Exercise passage
*** Block opens ***

The colonists, together with the Soviet government, sought to make the AIC an independent industrial unit in the Kuznetsk basin. Moreover, the AIC claimed the right of an exemplary enterprise, to which the rest should be equal. But the main task for foreigners was the restoration and development of the heavy coal industry of Kuzbass. The center of their activity was the Kemerovo region, where the main enterprises and the board of the entire organization were located. The "Kuzbass AIC" reconstructed a number of mines, built and put into production the first chemical processing plant in Russia and organized an advanced agricultural farm. Under the AIC, villages in the Kemerovo region were massively electrified and luxury districts were built in the cities of Kuzbass.

===Life in the Colony===

In the early days of the colony, nearly all of the day-to-day aspects of residents' lives were communally based: food, access to medicine, and other daily necessities were distributed equally among the residents, and all labour was wageless. Ruth Kennell would describe its organization in her personal journal: "The food is plentiful and well cooked, though the diet is too starchy...those who prefer to do their own cooking are given payocks (rations) for ten days. Soap and tobacco are rationed monthly. All colony members except children and mothers of infants must do useful work. In return the workers receive food, shelter, and certain winter clothing such as fur caps and gloves and felt boots. A community laundry launders ten pieces weekly for each worker. A shoe shop repairs shoes. We get along very nicely without money in Kuzbas Colony."

*** Block closes ***

Data under study

*** Block opens ***

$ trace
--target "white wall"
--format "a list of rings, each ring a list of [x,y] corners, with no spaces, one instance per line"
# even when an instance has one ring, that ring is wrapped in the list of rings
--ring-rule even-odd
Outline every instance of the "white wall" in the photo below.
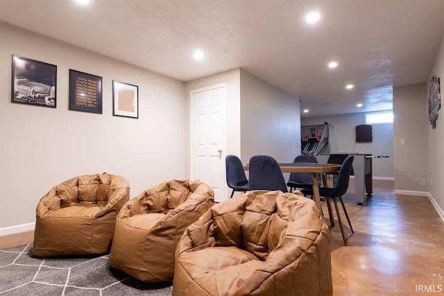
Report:
[[[425,84],[393,87],[395,190],[428,191]],[[401,139],[405,145],[401,145]]]
[[[306,118],[301,125],[329,125],[328,150],[370,153],[388,155],[388,158],[373,160],[373,173],[375,178],[393,178],[393,125],[372,125],[373,139],[370,143],[356,143],[357,125],[365,124],[365,113],[354,113],[331,116]]]
[[[121,175],[131,198],[186,177],[183,82],[4,23],[0,36],[0,235],[76,175]],[[12,54],[58,66],[57,108],[10,102]],[[68,110],[69,69],[103,77],[102,114]],[[138,119],[112,116],[112,80],[139,87]]]
[[[432,181],[430,182],[432,184],[429,185],[432,200],[435,204],[435,207],[438,209],[441,218],[444,220],[444,195],[443,194],[444,192],[444,182],[443,182],[444,179],[444,157],[443,157],[443,147],[444,147],[444,101],[443,100],[444,98],[444,35],[441,37],[425,87],[426,94],[424,96],[424,100],[426,102],[429,95],[430,80],[433,76],[438,76],[441,78],[441,97],[443,107],[438,112],[438,118],[436,121],[436,128],[433,129],[428,122],[426,123],[425,131],[429,143],[427,157],[429,163],[429,181]],[[428,120],[428,113],[426,114]]]
[[[300,106],[291,96],[241,70],[241,159],[267,155],[292,162],[300,154]]]

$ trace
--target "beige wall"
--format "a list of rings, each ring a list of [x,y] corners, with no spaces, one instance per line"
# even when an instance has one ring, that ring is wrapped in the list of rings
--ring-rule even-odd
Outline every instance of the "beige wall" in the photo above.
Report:
[[[123,175],[132,198],[186,177],[183,82],[3,23],[0,36],[0,235],[27,230],[10,227],[76,175]],[[12,54],[58,66],[57,108],[10,103]],[[103,77],[102,114],[68,110],[69,69]],[[138,119],[112,116],[112,80],[139,87]]]
[[[425,84],[393,87],[395,190],[429,189],[425,96]]]
[[[429,148],[427,157],[429,163],[429,175],[432,181],[430,194],[435,207],[438,207],[441,218],[444,219],[444,157],[443,157],[443,147],[444,147],[444,35],[441,38],[439,47],[436,51],[435,60],[430,71],[429,79],[426,86],[426,94],[423,96],[427,101],[430,87],[430,80],[432,76],[438,76],[441,78],[441,109],[438,112],[438,118],[436,121],[436,128],[433,129],[429,123],[427,123],[427,132]],[[427,115],[428,120],[428,114]]]
[[[373,139],[371,143],[357,143],[355,127],[365,123],[365,113],[302,119],[301,125],[329,124],[328,150],[371,153],[388,155],[388,158],[373,160],[373,177],[393,179],[393,125],[372,125]]]
[[[300,154],[299,99],[241,70],[241,159],[268,155],[293,162]]]

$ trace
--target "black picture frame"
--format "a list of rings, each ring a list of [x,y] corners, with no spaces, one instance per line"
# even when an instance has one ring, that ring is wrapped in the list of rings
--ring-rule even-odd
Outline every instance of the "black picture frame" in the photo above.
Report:
[[[429,121],[432,128],[436,128],[438,119],[438,110],[441,107],[441,82],[439,77],[433,76],[430,80],[430,89],[429,90]]]
[[[12,55],[11,103],[57,107],[57,66]]]
[[[102,114],[102,78],[69,69],[69,110]]]
[[[139,118],[139,87],[112,80],[112,115]]]

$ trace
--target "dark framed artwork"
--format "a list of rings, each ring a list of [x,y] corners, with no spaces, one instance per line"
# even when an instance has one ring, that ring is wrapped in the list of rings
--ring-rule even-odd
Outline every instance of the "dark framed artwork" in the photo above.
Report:
[[[439,77],[433,76],[429,92],[429,121],[433,128],[436,128],[438,110],[441,107],[441,85]]]
[[[57,66],[12,55],[11,102],[57,106]]]
[[[69,69],[69,110],[102,114],[102,78]]]
[[[139,118],[139,87],[112,80],[112,114]]]

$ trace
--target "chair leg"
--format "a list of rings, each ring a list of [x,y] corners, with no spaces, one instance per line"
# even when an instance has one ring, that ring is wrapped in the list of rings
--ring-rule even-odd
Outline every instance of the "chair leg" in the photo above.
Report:
[[[339,215],[339,209],[338,209],[338,203],[336,202],[336,198],[333,198],[333,202],[334,202],[334,207],[336,208],[336,214],[338,216],[338,223],[339,223],[339,227],[341,227],[341,232],[342,233],[342,238],[344,241],[344,245],[347,245],[347,238],[345,238],[345,234],[344,234],[344,229],[342,226],[342,221],[341,221],[341,216]]]
[[[344,202],[342,200],[342,196],[339,196],[339,200],[341,200],[341,204],[342,204],[342,208],[344,210],[344,214],[345,214],[345,217],[347,218],[347,221],[348,221],[348,225],[350,225],[350,229],[352,231],[352,233],[354,234],[353,227],[352,227],[352,223],[350,222],[350,218],[348,218],[348,214],[347,214],[347,210],[345,209],[345,206],[344,205]]]
[[[330,225],[328,227],[329,229],[331,229],[334,227],[334,217],[333,217],[333,212],[332,211],[332,200],[329,198],[327,198],[327,209],[328,209],[328,216],[330,218]]]

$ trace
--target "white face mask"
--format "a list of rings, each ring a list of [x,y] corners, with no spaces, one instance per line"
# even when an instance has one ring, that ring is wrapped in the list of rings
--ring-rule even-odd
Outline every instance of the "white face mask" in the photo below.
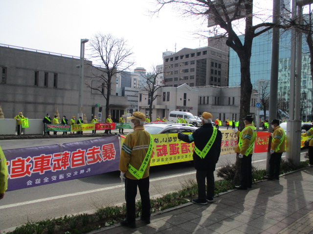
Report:
[[[135,124],[133,122],[131,121],[131,128],[134,129],[134,128],[135,127]]]

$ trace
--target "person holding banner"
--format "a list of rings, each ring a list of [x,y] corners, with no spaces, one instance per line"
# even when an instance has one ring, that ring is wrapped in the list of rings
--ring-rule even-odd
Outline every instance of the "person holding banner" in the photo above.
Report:
[[[271,124],[274,132],[270,144],[269,172],[264,178],[268,180],[279,180],[282,155],[286,151],[286,134],[284,129],[279,126],[279,119],[273,119]]]
[[[14,118],[16,119],[16,123],[18,125],[18,135],[20,135],[23,132],[23,128],[22,127],[22,119],[27,118],[23,116],[23,113],[20,112],[19,115],[14,117]]]
[[[97,118],[96,116],[93,116],[93,119],[91,120],[91,123],[94,124],[94,130],[92,130],[92,134],[96,134],[96,123],[99,123],[99,120]]]
[[[211,113],[203,112],[201,117],[202,126],[192,134],[178,133],[178,138],[185,142],[195,142],[193,157],[197,170],[198,198],[192,201],[206,205],[213,202],[214,196],[214,171],[221,154],[222,133],[212,126]],[[205,179],[206,178],[206,193]]]
[[[80,125],[81,125],[82,124],[83,124],[83,117],[81,116],[80,117],[79,117],[79,118],[78,119],[77,119],[77,122],[76,122],[77,124],[79,124]],[[81,134],[82,135],[83,135],[83,131],[80,131],[77,132],[77,134]]]
[[[3,152],[0,146],[0,200],[3,198],[8,188],[8,168]]]
[[[238,144],[235,148],[237,156],[241,160],[241,181],[240,185],[235,186],[236,189],[246,190],[252,184],[252,156],[254,141],[256,137],[256,128],[252,124],[253,117],[246,116],[244,119],[245,128],[240,132],[234,129],[234,132],[239,137]]]
[[[58,116],[54,116],[54,118],[53,118],[53,119],[52,119],[52,123],[53,123],[53,124],[56,124],[56,125],[59,124],[59,119],[58,119]],[[56,135],[57,132],[53,132],[53,135]]]
[[[70,120],[69,120],[69,124],[71,125],[73,125],[74,124],[75,124],[75,116],[72,116],[72,118],[70,119]],[[75,132],[70,132],[71,134],[75,134]]]
[[[111,117],[112,116],[109,115],[108,117],[108,118],[106,120],[106,123],[111,123],[113,122],[113,120],[112,120]],[[105,131],[104,133],[106,134],[108,134],[108,133],[109,133],[110,134],[112,134],[111,127],[110,126],[110,129],[107,129],[106,131]]]
[[[50,132],[45,131],[45,124],[50,124],[51,123],[51,118],[48,113],[45,117],[44,119],[43,119],[43,122],[44,122],[44,135],[50,135]]]
[[[119,168],[120,177],[125,179],[126,216],[122,219],[122,226],[134,228],[135,198],[137,187],[141,198],[140,219],[150,223],[150,197],[149,192],[149,169],[152,153],[152,137],[143,127],[146,122],[143,113],[136,111],[128,119],[134,131],[126,136],[121,151]]]
[[[124,115],[122,115],[122,116],[118,119],[118,122],[120,123],[125,123],[125,119],[124,118]],[[118,130],[118,133],[121,134],[121,130],[122,132],[122,134],[124,134],[124,128],[120,128]]]
[[[68,124],[68,120],[67,120],[67,118],[66,116],[64,116],[63,117],[63,119],[62,119],[62,121],[61,121],[61,124],[64,124],[65,125]],[[67,135],[67,132],[63,132],[62,135]]]

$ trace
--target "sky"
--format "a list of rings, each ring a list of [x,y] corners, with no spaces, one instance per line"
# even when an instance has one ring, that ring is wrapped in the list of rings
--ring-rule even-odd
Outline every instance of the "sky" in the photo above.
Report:
[[[148,10],[155,6],[154,0],[2,0],[0,43],[79,57],[81,39],[110,33],[127,40],[133,69],[148,71],[162,64],[162,52],[175,52],[176,43],[176,51],[207,45],[194,35],[200,21],[170,7],[152,16]]]

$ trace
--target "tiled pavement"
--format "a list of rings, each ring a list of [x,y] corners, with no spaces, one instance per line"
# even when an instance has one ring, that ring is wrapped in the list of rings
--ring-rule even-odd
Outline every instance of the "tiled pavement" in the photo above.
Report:
[[[151,223],[116,224],[90,234],[313,234],[313,167],[233,190],[207,205],[189,203],[152,214]]]

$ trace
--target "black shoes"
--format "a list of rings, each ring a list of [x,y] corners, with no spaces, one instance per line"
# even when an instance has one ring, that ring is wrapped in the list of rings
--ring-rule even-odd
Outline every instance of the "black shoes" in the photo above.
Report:
[[[140,220],[143,221],[146,224],[150,223],[150,218],[143,218],[140,217]]]
[[[236,188],[237,189],[240,189],[241,190],[247,190],[247,187],[245,187],[245,186],[243,186],[242,185],[238,185],[237,186],[235,186],[235,188]]]
[[[132,228],[136,228],[136,222],[129,222],[127,221],[127,219],[121,219],[120,222],[121,225],[124,226],[125,227],[129,227]]]

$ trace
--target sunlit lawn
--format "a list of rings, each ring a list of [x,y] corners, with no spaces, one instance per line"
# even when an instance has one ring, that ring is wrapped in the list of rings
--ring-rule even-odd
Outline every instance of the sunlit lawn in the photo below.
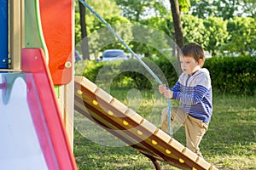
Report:
[[[136,90],[130,92],[131,93],[129,94],[129,91],[127,93],[116,90],[112,95],[159,126],[160,110],[166,106],[166,101],[164,99],[155,99],[153,93],[148,91],[139,93],[137,99],[141,99],[137,101],[136,99],[132,99],[131,96],[138,93]],[[219,169],[256,169],[255,97],[213,95],[213,115],[209,130],[201,144],[201,150],[205,159]],[[88,139],[90,139],[88,135],[101,135],[97,134],[97,132],[92,131],[90,133],[88,131],[84,134],[79,129],[75,131],[74,155],[79,169],[154,168],[148,158],[137,154],[133,148],[105,146],[110,139],[108,138],[104,139],[103,137],[101,139],[102,145]],[[174,138],[185,144],[183,128],[174,134]],[[162,169],[177,169],[168,164],[160,163],[160,166]]]

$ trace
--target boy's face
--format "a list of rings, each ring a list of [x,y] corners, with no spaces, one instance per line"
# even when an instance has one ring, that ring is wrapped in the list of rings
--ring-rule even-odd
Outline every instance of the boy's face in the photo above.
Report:
[[[200,70],[202,62],[202,60],[201,59],[198,61],[195,61],[193,57],[186,56],[180,56],[179,60],[182,71],[188,75],[192,75]]]

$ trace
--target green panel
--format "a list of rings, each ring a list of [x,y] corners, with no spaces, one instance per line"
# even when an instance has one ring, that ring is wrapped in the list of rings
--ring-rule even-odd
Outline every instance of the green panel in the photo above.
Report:
[[[49,61],[48,50],[41,26],[38,0],[25,1],[25,44],[26,48],[43,48],[46,62]]]

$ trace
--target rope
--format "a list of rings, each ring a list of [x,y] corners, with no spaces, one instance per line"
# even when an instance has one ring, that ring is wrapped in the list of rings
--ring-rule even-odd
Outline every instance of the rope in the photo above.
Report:
[[[84,0],[79,0],[83,5],[84,5],[92,14],[94,14],[102,22],[103,22],[109,31],[118,38],[118,40],[127,48],[127,50],[136,57],[136,59],[140,62],[140,64],[149,72],[149,74],[159,82],[159,84],[163,85],[163,82],[160,78],[152,71],[152,70],[131,49],[131,48],[124,42],[124,40],[113,31],[110,25],[101,17],[95,10],[93,10]],[[168,102],[168,131],[170,136],[171,134],[171,99],[167,99]],[[169,119],[170,118],[170,119]]]

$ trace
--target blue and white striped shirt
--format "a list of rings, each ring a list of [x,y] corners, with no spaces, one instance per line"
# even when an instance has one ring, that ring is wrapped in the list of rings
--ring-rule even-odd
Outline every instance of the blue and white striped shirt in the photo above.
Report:
[[[174,87],[172,99],[182,103],[189,116],[209,122],[212,113],[212,85],[207,69],[200,69],[192,76],[182,73]]]

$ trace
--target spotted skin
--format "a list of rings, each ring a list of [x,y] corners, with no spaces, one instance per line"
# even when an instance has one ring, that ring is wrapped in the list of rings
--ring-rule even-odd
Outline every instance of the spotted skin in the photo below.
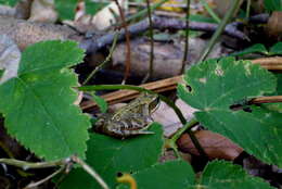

*** Block closes ***

Required action A
Answer these questions from the passage on the Kuzbass colony:
(i) In which region were the main enterprises and the board of the organization located?
(ii) What did the "Kuzbass AIC" build and put into production that was the first of its kind in Russia?
(iii) How many pieces does the community laundry launder weekly for each worker?
Required action B
Write out the part of the Kuzbass colony passage that begins at the words "The colonists, together" and stops after "cities of Kuzbass.".

Result A
(i) The Kemerovo region.
(ii) A chemical processing plant.
(iii) Ten pieces.

Result B
The colonists, together with the Soviet government, sought to make the AIC an independent industrial unit in the Kuznetsk basin. Moreover, the AIC claimed the right of an exemplary enterprise, to which the rest should be equal. But the main task for foreigners was the restoration and development of the heavy coal industry of Kuzbass. The center of their activity was the Kemerovo region, where the main enterprises and the board of the entire organization were located. The "Kuzbass AIC" reconstructed a number of mines, built and put into production the first chemical processing plant in Russia and organized an advanced agricultural farm. Under the AIC, villages in the Kemerovo region were massively electrified and luxury districts were built in the cities of Kuzbass.